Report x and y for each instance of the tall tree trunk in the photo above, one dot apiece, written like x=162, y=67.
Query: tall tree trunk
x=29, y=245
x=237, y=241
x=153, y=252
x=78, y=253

=-=-=-=-=

DESCRIPTION OF THE TASK: Could you quote the records above verbatim, every line in order and unchanged?

THE SOLUTION:
Report x and y for each instance of the tall tree trunk in the photo above, one dot apiece, written like x=162, y=67.
Query: tall tree trunk
x=29, y=245
x=237, y=241
x=153, y=252
x=78, y=253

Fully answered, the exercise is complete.